Hoy se habla de ‘calidad de vida’, ‘sociedad del bienestar’ y pareciera que una vida en la fragilidad y debilidad no merecen la pena ser vividas ni tenidas en cuenta.

Hay un ofrecimiento a pasar de una mirada superficial a un mirada desde lo profundo, desde el corazón y a valorar a las personas no desde lo que tienen y hacen, producen y aparecen sino desde su verdadera dignidad, desde el ser, el amar y servir.

-Hablando de sabiduría… ¿qué ha aprendido, o mejor dicho, qué le han enseñado los enfermos que tratado a lo largo de su vida?

El enfermo es una persona y lo seguirá siendo siempre. La enfermedad, el sufrimiento, es un misterio. Podemos explicar muchas cosas, pero el fondo nos supera, nos trasciende.

El enfermo es una persona que vive envuelto en el misterio. Cuando una persona o su familia recibe la noticia de que puede tener ‘algo grave…’ en un momento por la cabeza, pero sobre todo, por el corazón, pasa todo: el pasado, el presente y el futuro. Lo que se tiene y lo que se puede perder. La felicidad que aspiramos y el dolor que puede sobrevenir…

Se toca el fondo de la existencia. Aparece lo esencial y todo lo demás es considerado como secundario, pasajero, relativo.

Estar cerca, vivir junto a una persona enferma te ayuda a valorar la vida y las personas en profundidad y vivir cada día “como el primero, como el último, como el único”.

-¿Y cómo animar a un corazón que se rebela contra la enfermedad?

La rebeldía es un signo que manifiesta nuestra resistencia a la finitud, a la muerte. Nos presenta nuestro verdadero destino: la inmortalidad, la perdurabilidad y el deseo profundo de que las personas que amamos permanezcan, pervivan.

Descubrir por un lado la finitud y por otro el ansia de eternidad, significa llegar conocer lo que somos.

La verdadera sabiduría es aceptar la finitud y vivir en la fragilidad con verdadero sentido, con fecundidad de amor y servicio y, a la vez, prepararnos para la vida definitiva y plena.

Esta sabiduría, como dice el Papa Francisco es un don del Espíritu que hay que pedir.

Y mientras llega esa luz que ilumina el misterio de la enfermedad y el sufrimiento desde la Pascua de Cristo, nos toca acompañar con delicadeza y respeto, con gratuidad y ánimo.

-Como médico y sacerdote que es… ¿de qué está enferma nuestra sociedad?

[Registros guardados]
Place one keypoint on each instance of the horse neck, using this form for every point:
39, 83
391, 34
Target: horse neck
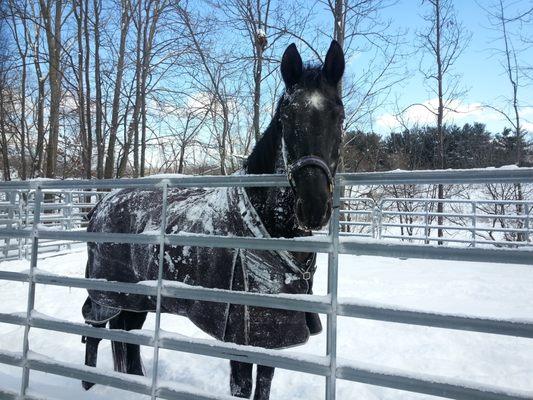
275, 206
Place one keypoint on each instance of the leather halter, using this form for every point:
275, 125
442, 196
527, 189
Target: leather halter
309, 161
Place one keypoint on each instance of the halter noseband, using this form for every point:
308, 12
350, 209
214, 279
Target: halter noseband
309, 161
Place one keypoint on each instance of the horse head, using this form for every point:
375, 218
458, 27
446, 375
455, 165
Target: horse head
311, 115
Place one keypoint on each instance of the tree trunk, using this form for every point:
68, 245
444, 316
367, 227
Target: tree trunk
53, 38
100, 141
124, 24
3, 137
85, 155
88, 118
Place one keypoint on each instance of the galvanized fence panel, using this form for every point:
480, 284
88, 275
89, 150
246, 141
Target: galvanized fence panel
329, 365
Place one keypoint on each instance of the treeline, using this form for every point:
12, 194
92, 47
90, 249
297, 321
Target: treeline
469, 146
109, 89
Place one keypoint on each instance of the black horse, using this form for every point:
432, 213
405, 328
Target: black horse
303, 141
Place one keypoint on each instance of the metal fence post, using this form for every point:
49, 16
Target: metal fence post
67, 214
380, 219
526, 225
426, 222
474, 207
9, 222
31, 290
162, 231
333, 263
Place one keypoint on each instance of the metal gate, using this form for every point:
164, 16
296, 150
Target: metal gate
328, 365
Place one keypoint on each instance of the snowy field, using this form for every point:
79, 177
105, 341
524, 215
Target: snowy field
488, 290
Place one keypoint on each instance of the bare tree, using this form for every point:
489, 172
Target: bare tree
124, 27
52, 16
443, 41
510, 61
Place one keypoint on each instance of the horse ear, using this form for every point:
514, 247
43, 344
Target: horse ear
291, 65
334, 64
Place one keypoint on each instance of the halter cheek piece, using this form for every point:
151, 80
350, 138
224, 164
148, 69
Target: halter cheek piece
309, 161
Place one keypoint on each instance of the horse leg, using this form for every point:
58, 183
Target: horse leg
91, 353
134, 362
241, 379
127, 356
263, 381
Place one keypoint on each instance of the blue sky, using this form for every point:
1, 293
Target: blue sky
481, 71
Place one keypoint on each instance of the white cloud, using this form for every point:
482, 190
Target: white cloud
457, 112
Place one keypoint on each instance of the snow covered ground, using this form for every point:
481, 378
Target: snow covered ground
490, 290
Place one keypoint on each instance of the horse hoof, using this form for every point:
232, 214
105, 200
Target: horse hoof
87, 385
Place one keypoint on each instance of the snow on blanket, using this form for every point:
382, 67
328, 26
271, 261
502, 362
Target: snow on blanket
482, 289
218, 211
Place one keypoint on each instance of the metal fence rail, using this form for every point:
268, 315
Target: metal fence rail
328, 365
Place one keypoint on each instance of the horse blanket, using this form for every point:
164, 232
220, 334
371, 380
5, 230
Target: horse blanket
216, 211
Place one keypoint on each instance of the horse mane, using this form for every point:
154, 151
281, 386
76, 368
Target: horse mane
262, 160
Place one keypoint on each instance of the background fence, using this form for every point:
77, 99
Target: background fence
328, 366
467, 222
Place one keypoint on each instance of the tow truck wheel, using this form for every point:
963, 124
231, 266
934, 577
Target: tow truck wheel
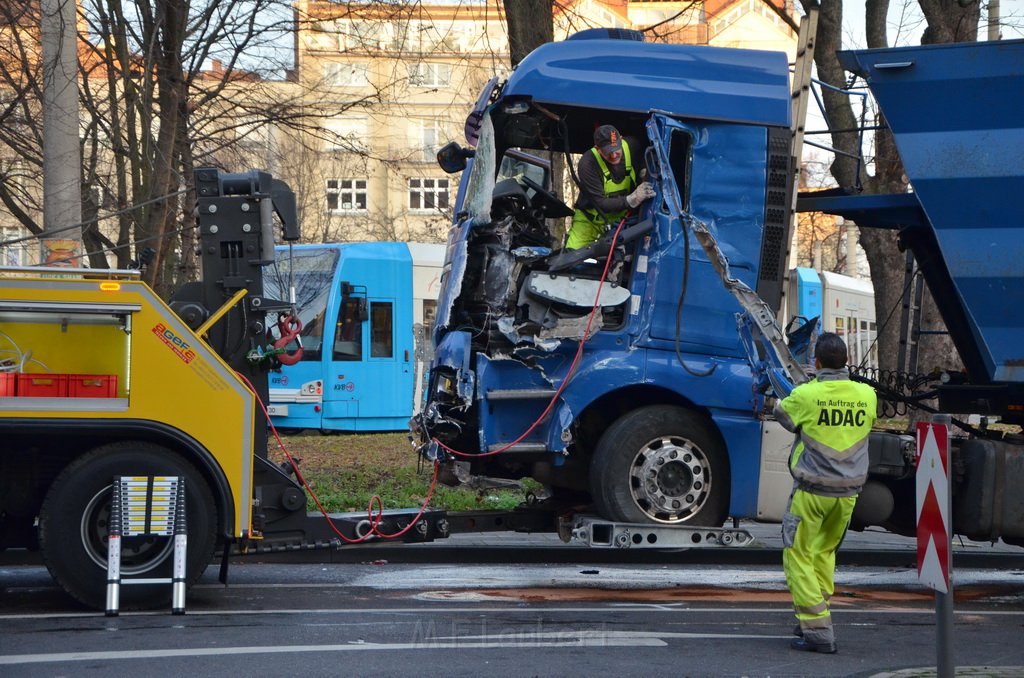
660, 464
73, 525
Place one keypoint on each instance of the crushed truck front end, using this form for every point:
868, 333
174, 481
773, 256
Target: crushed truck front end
643, 399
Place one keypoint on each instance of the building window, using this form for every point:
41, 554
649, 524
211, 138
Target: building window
429, 75
340, 74
14, 254
381, 333
345, 134
428, 195
346, 195
427, 136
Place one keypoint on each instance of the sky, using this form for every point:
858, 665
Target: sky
905, 23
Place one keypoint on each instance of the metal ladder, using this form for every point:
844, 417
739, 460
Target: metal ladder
146, 505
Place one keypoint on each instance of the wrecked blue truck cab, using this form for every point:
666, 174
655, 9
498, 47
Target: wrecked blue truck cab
615, 371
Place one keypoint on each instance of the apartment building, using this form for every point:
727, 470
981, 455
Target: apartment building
396, 81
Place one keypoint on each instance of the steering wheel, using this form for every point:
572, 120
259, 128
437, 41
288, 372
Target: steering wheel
549, 203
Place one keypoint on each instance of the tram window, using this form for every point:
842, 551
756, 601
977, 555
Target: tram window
348, 334
381, 330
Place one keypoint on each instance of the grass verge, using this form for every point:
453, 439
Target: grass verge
347, 470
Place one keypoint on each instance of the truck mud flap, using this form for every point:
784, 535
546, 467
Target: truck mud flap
987, 505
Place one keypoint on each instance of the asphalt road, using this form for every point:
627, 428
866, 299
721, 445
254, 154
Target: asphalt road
507, 620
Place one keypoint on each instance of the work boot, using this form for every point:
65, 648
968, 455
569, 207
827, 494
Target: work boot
805, 645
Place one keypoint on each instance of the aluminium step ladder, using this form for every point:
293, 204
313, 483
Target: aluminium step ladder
146, 505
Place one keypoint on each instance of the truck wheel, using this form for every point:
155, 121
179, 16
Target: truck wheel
660, 464
73, 525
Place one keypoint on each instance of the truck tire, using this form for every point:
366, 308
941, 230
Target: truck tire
73, 525
660, 464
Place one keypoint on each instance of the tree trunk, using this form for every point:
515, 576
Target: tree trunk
529, 24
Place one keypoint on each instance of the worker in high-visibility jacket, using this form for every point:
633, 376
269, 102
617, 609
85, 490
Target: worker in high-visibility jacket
832, 417
608, 186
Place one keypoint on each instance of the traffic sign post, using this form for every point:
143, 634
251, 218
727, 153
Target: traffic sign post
934, 531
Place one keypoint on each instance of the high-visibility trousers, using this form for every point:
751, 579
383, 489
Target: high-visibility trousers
813, 527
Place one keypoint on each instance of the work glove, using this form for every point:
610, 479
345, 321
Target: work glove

§ REQUISITOS DEL EJERCICIO: En la entrevista sobre la enfermedad, ¿qué manifiesta la rebeldía? El listado no interviene en este ejercicio.

§ TAREA RESUELTA: Nuestra resistencia a la finitud, a la muerte.